▶ **Given records**
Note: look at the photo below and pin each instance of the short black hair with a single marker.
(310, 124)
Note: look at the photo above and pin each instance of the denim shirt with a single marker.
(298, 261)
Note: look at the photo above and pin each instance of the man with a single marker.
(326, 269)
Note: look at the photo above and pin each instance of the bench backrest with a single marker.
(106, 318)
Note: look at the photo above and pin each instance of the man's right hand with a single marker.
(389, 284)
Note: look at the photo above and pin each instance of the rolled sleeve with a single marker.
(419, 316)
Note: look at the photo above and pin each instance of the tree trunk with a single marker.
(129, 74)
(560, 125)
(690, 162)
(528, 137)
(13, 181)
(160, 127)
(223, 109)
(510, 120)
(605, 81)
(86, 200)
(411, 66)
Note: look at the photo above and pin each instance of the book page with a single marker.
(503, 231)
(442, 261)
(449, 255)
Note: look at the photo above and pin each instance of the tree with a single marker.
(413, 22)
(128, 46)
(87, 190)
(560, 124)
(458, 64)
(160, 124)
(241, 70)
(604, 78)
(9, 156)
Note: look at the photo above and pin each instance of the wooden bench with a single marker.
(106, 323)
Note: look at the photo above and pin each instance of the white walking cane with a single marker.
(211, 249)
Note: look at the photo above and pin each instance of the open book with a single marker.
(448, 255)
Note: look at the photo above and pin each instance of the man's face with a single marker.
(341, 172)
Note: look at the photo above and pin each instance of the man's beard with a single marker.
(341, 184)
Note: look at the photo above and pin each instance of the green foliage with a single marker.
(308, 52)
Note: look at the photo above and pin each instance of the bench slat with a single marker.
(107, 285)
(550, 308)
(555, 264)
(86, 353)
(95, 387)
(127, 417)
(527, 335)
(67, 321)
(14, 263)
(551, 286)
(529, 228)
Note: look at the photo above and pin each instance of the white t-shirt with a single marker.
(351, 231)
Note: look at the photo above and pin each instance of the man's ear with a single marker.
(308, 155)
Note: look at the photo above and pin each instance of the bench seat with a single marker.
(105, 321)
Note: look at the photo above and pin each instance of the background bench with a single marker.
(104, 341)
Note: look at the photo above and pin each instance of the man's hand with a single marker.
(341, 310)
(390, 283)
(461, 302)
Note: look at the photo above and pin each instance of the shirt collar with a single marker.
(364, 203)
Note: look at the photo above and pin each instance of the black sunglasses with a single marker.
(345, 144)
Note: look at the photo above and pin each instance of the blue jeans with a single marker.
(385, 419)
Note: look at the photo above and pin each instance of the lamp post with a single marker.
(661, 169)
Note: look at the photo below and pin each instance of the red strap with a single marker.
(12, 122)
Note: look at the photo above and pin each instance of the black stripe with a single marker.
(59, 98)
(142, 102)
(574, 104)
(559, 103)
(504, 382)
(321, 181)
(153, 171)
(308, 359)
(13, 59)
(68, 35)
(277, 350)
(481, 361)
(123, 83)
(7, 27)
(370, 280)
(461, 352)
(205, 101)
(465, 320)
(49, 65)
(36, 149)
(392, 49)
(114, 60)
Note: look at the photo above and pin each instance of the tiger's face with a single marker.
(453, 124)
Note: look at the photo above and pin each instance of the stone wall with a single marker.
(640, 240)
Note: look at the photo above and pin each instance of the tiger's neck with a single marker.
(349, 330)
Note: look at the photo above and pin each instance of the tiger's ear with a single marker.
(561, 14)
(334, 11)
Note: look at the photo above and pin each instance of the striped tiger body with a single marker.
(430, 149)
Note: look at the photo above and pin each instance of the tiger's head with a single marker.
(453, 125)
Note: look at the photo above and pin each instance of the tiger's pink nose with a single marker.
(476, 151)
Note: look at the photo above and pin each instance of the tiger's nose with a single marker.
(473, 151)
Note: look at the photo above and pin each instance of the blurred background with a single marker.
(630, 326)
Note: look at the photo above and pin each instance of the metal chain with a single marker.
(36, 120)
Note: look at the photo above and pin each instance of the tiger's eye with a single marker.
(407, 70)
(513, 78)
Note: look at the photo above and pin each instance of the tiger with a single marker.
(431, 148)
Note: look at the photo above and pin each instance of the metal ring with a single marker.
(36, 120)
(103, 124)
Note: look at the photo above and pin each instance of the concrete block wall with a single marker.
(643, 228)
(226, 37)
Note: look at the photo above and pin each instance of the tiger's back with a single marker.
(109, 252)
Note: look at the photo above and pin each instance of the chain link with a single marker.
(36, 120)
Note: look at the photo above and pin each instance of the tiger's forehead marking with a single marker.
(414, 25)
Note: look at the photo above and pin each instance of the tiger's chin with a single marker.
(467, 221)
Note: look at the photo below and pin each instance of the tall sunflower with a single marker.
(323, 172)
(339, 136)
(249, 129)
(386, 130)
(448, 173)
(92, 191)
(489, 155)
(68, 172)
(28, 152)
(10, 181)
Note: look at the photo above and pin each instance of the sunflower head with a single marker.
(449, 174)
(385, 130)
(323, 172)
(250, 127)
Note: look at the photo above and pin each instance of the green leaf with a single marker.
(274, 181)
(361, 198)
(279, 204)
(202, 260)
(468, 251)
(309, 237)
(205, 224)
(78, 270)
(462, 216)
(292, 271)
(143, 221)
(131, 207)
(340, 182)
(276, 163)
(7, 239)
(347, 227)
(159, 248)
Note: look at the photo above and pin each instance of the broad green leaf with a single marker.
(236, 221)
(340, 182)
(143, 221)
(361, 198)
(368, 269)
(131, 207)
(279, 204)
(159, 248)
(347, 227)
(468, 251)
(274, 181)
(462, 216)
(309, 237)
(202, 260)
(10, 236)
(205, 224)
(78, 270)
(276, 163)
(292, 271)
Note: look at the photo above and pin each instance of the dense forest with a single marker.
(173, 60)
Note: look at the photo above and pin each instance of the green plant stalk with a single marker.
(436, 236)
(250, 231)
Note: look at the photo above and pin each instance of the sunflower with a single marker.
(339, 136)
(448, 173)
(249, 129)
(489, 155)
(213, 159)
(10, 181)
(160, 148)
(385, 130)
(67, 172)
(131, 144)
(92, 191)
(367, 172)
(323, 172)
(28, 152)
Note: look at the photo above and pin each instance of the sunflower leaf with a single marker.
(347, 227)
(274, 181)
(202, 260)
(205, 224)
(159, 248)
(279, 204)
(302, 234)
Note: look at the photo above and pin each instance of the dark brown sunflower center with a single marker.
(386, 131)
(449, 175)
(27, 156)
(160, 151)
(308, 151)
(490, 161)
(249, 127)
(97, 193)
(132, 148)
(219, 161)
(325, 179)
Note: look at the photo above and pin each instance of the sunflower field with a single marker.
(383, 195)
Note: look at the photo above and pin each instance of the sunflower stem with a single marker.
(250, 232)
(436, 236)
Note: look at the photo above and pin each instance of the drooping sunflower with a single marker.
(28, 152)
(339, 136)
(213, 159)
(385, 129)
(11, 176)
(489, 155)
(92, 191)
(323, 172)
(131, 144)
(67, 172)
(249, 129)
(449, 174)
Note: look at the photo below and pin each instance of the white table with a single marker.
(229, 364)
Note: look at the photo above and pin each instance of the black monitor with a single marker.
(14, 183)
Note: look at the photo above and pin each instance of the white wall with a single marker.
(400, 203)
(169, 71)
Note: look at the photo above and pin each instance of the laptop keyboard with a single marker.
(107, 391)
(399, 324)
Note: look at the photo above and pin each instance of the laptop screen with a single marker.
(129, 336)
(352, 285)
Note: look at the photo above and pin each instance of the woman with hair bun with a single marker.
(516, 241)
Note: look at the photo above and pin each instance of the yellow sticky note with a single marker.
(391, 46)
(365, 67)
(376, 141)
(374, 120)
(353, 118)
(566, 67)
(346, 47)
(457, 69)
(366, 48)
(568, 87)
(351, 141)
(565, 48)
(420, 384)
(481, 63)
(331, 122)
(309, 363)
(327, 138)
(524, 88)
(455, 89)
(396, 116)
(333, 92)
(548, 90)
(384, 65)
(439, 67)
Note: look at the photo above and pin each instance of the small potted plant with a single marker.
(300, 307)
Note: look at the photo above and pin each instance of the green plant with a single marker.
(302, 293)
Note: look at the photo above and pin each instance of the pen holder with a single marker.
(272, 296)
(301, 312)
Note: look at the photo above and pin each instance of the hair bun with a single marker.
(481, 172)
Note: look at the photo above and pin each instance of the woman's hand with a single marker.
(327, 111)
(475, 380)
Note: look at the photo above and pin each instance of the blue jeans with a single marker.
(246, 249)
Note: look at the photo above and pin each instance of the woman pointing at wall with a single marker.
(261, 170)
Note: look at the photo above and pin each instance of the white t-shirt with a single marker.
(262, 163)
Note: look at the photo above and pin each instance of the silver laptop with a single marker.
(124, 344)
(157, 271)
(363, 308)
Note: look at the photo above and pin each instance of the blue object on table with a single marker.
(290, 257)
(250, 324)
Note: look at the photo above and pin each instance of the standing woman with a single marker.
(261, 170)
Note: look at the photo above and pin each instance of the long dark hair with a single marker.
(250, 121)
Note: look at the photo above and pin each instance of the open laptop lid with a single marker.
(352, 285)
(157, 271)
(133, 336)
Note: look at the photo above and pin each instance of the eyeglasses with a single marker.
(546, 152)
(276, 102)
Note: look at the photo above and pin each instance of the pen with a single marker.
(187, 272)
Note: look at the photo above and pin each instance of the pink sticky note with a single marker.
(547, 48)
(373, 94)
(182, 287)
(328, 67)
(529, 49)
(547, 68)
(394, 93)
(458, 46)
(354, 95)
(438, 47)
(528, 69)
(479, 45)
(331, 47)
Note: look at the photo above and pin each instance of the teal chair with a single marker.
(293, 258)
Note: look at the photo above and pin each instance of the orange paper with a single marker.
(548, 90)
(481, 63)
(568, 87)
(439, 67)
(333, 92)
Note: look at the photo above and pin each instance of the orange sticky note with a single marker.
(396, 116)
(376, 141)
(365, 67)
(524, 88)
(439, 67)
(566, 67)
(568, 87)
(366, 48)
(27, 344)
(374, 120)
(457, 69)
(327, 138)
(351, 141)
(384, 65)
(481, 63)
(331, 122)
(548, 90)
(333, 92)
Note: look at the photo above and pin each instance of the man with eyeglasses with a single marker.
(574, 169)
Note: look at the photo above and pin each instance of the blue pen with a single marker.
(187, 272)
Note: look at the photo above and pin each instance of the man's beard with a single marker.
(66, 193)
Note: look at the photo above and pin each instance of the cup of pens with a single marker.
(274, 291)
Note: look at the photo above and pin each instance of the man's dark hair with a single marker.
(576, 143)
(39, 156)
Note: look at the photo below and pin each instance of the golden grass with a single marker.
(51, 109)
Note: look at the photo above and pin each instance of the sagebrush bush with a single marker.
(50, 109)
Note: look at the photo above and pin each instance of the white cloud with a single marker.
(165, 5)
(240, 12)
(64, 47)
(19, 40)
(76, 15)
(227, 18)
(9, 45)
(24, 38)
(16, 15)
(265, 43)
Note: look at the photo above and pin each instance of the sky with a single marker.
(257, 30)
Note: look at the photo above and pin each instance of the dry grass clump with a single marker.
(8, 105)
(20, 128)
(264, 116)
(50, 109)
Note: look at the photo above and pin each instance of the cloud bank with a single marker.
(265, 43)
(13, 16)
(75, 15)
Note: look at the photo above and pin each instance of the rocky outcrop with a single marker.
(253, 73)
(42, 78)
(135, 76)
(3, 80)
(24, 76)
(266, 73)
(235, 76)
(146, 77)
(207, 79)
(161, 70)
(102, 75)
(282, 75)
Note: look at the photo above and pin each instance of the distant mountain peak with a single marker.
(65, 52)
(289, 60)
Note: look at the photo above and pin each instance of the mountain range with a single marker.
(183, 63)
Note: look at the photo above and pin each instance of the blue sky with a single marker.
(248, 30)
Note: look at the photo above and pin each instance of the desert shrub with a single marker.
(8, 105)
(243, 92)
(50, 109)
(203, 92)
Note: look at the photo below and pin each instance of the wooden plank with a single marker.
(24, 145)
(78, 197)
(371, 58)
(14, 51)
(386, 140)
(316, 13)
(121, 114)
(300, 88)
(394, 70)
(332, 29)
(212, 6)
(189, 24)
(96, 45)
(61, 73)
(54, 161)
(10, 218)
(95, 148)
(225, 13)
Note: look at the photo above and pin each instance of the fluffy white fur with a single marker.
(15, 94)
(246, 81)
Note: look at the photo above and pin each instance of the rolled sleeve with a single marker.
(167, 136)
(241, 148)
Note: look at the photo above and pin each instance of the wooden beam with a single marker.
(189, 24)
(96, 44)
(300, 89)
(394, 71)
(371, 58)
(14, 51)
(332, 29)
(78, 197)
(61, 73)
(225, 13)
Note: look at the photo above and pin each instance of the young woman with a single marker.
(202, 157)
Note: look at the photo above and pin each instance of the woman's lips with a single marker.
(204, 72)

▶ **Work to complete**
Only these are to be transcribed: the line with "fur with a single marker." and every line after it through the last line of the entries, each exactly.

▶ **Finished exercise**
Note: look at the photo above and pin each instance of the fluffy white fur with a single marker.
(15, 94)
(246, 81)
Note: look at the photo above and pin each instance of the rolled sleeve with a single marker.
(167, 136)
(241, 148)
Note: look at the photo above and pin each instance of the wooden beam with a single marker.
(189, 24)
(96, 44)
(300, 89)
(394, 71)
(371, 58)
(14, 51)
(332, 29)
(78, 197)
(61, 73)
(225, 13)
Note: look at the photo above and pin each instance of the young woman with a single marker.
(202, 157)
Note: look at the photo above and pin each instance of the woman's lips with a single marker.
(204, 72)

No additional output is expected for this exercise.